(Dataset excerpt)
###
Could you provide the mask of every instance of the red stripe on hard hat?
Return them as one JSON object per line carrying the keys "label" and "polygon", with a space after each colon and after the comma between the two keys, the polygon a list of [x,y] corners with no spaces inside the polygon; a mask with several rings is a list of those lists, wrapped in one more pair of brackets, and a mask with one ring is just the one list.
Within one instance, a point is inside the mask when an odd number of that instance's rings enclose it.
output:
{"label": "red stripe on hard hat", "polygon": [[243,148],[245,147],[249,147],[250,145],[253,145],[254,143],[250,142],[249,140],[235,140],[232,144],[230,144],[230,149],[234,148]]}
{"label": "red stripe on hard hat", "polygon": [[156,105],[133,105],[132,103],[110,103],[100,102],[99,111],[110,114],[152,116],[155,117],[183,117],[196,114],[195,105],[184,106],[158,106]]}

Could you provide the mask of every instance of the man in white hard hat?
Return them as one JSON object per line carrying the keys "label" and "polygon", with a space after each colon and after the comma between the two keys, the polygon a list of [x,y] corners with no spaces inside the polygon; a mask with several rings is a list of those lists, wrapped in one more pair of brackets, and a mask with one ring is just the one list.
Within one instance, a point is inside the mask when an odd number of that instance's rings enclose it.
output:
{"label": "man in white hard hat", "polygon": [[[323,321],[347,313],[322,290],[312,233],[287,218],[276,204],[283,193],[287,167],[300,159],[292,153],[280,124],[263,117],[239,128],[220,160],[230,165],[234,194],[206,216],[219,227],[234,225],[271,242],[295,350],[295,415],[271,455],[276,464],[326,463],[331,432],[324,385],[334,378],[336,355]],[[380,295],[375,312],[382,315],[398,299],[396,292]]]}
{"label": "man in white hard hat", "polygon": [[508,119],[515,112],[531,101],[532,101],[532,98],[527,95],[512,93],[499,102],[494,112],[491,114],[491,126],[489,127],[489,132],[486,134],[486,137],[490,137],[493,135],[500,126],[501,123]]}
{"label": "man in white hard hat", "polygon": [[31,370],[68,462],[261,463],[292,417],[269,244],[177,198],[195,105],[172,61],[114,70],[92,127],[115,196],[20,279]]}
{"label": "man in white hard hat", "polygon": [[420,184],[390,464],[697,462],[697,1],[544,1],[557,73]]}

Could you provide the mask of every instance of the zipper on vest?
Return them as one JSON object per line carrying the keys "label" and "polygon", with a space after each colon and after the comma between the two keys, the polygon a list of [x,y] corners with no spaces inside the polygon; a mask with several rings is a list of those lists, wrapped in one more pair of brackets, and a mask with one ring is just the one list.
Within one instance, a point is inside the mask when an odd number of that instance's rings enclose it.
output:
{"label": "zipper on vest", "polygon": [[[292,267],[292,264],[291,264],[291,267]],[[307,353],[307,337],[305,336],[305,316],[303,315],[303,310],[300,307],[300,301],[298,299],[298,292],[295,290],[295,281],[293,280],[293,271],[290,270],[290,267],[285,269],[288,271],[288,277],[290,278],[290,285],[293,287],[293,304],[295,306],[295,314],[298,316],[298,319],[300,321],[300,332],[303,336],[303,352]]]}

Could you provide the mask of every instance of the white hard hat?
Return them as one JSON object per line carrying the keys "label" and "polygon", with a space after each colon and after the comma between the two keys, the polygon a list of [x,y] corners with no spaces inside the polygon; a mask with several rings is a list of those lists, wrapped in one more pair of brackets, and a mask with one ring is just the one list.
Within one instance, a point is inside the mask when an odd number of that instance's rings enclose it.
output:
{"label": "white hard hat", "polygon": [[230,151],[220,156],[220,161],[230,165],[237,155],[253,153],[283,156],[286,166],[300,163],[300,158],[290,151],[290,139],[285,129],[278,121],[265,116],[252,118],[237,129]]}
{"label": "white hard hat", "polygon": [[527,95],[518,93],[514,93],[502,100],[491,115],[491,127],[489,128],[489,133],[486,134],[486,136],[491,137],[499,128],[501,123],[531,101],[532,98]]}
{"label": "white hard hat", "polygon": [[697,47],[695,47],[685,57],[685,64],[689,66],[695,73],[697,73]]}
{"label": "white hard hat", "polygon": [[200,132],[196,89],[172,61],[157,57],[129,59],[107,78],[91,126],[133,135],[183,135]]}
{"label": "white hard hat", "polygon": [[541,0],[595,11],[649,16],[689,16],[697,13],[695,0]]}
###
REQUEST → Please count the lines in the items above that contain the string "stripe", matching case exactly, and reply with only the number.

SOLUTION → 3